How to complete this task:
Every entry needs to be duplicated exactly.

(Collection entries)
▬▬▬

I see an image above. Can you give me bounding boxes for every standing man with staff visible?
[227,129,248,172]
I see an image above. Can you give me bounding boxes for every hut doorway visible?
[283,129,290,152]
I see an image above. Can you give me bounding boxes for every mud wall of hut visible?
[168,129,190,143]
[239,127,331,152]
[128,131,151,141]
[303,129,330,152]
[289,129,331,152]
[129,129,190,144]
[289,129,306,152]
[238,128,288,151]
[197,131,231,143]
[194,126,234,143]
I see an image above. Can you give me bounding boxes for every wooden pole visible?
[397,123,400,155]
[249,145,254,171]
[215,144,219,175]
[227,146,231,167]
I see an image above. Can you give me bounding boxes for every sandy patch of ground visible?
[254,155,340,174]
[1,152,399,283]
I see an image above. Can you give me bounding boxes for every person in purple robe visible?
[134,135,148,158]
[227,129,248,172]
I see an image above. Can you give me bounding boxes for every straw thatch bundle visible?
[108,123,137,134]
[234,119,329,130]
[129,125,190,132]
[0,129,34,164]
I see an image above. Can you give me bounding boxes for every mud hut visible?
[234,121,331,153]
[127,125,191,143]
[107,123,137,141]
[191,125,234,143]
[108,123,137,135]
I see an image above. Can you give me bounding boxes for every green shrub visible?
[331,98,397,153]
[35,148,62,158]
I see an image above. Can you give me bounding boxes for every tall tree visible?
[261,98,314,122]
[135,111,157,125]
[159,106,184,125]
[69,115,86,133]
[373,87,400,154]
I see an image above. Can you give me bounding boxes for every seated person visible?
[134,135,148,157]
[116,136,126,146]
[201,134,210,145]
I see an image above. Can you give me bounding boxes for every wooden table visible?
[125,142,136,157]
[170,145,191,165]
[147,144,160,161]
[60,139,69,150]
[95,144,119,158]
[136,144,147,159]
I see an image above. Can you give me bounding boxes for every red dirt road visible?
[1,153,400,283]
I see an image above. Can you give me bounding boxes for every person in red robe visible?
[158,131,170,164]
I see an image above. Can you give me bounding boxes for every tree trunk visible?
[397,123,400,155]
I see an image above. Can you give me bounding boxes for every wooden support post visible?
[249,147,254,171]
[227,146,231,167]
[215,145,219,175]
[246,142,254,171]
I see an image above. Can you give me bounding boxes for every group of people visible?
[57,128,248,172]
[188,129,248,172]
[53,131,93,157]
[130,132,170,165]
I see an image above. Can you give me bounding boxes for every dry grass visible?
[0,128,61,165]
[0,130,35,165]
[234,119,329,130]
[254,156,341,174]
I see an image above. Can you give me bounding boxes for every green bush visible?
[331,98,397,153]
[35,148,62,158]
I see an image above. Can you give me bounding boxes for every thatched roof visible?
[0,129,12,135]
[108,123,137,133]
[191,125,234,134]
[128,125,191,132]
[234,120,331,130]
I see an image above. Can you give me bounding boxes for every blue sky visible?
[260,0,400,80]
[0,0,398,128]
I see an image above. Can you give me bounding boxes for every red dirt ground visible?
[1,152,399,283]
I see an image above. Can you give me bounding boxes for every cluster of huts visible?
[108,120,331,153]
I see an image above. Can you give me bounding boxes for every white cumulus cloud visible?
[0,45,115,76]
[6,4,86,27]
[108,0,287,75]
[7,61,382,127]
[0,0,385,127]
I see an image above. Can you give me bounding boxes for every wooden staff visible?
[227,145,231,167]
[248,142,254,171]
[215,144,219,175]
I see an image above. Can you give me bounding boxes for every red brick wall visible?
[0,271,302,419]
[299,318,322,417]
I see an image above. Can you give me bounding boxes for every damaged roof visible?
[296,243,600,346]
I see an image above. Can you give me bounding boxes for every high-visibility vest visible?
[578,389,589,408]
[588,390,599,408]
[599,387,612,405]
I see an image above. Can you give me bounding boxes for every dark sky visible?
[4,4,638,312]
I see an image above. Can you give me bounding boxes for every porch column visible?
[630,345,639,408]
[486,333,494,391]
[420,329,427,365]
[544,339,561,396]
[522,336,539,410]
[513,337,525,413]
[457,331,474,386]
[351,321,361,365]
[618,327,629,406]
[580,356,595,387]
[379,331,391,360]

▬▬▬

Exercise result:
I see an image above. Can you give me bounding boxes for every standing man with staff visible?
[227,129,248,172]
I see an image above. Can you give me bounding boxes for every hut doorway visible?
[283,129,290,152]
I see an image above. Can you give me bounding boxes for every mud wall of hut visible?
[168,129,190,143]
[239,127,331,152]
[128,131,151,141]
[303,129,330,152]
[289,129,331,152]
[129,129,190,144]
[289,129,306,152]
[238,128,288,151]
[197,131,231,143]
[194,126,234,143]
I see an image above. Can you give me bounding boxes for every wooden pole visible?
[397,123,400,155]
[249,145,254,171]
[215,144,219,175]
[227,146,231,167]
I see an image above. Can you give me bounding boxes for every sandy patch of ground visible?
[254,155,340,174]
[1,152,399,283]
I see an image above. Can you give me bounding boxes for every person in purple robe visible?
[134,135,148,158]
[227,129,248,172]
I see an image above. Can you give me bounding boxes for every straw thatch bundle visible?
[108,123,137,134]
[234,119,329,130]
[129,125,190,132]
[0,129,34,164]
I see an image above. Can you give me bounding boxes for every mud hut visible?
[234,121,331,153]
[127,125,191,143]
[107,123,137,141]
[191,125,234,143]
[108,123,137,135]
I see an image above. Can you give me bounding boxes for every green shrub visible?
[331,98,397,153]
[35,148,62,158]
I see an image above. Can you give me bounding boxes for every tall tree visible?
[261,98,314,122]
[135,111,157,125]
[159,106,184,125]
[69,115,86,133]
[373,87,400,154]
I see an image above. Can you give me bounding boxes for every seated person visible?
[134,135,148,157]
[116,136,126,146]
[201,134,210,145]
I see an image above. Can you give me bounding boxes for every wooden table visible?
[125,142,136,157]
[170,145,191,165]
[147,144,160,161]
[60,139,69,150]
[95,144,119,158]
[136,144,147,159]
I see an image above. Can you give me bounding boxes for every red dirt road visible?
[1,153,400,283]
I see an image above. Can you give me bounding boxes for every person in red robe visible?
[158,131,170,164]
I see an image above. Can you give me bounding boxes for every tree trunk visible?
[397,123,400,155]
I see an image above. Can you give me bounding boxes for every wooden support post visible?
[249,147,254,171]
[227,146,231,167]
[215,145,219,175]
[246,142,254,171]
I see an image above. Can you give me bounding boxes for every group of people visible?
[57,128,248,172]
[188,129,248,172]
[53,131,93,157]
[130,132,170,165]
I see an image above. Can you give me bounding boxes for every dry grass visible?
[0,128,61,165]
[0,130,35,165]
[234,119,329,130]
[254,156,341,174]
I see an image above. Can you give me bounding boxes for every green bush visible?
[331,98,397,153]
[35,148,62,158]
I see an image above. Can you give me bounding boxes for every thatched roof visible?
[0,129,12,135]
[108,123,137,133]
[191,125,234,134]
[128,125,191,132]
[234,120,331,130]
I see an image above. Can you give me bounding boxes for every blue sky visible?
[260,0,400,80]
[0,0,398,128]
I see an image above. Can you give me bounding boxes for every red dirt ground visible?
[1,152,399,283]
I see an image above. Can you give me bounding boxes for every cluster of huts visible?
[108,120,331,153]
I see an image above. Can you give me bounding boxes for every white cumulus cloud visible?
[0,45,115,76]
[6,4,86,27]
[108,0,287,75]
[7,61,382,127]
[0,0,385,127]
I see an image above. Can you give me bounding boxes for every wooden staff visible?
[227,145,231,167]
[248,142,254,171]
[215,144,219,175]
I see an image above. Can you give me bounding boxes for every red brick wall visible?
[0,271,302,419]
[299,318,322,417]
I see an image above. Can you give me bounding boxes for every damaged roof visible?
[296,243,600,346]
I see an image above. Can you give me bounding boxes for every high-visibility vest visible?
[578,389,589,408]
[588,390,599,408]
[599,387,612,405]
I see an image above. Can you give me bounding boxes for every dark sky visible?
[4,4,638,312]
I see an image above. Can you give me bounding boxes for every porch column visible?
[630,345,639,408]
[486,333,494,391]
[420,329,427,365]
[544,339,561,396]
[522,336,539,410]
[513,337,525,413]
[457,331,474,386]
[351,321,361,365]
[618,327,629,406]
[580,356,595,387]
[379,331,391,360]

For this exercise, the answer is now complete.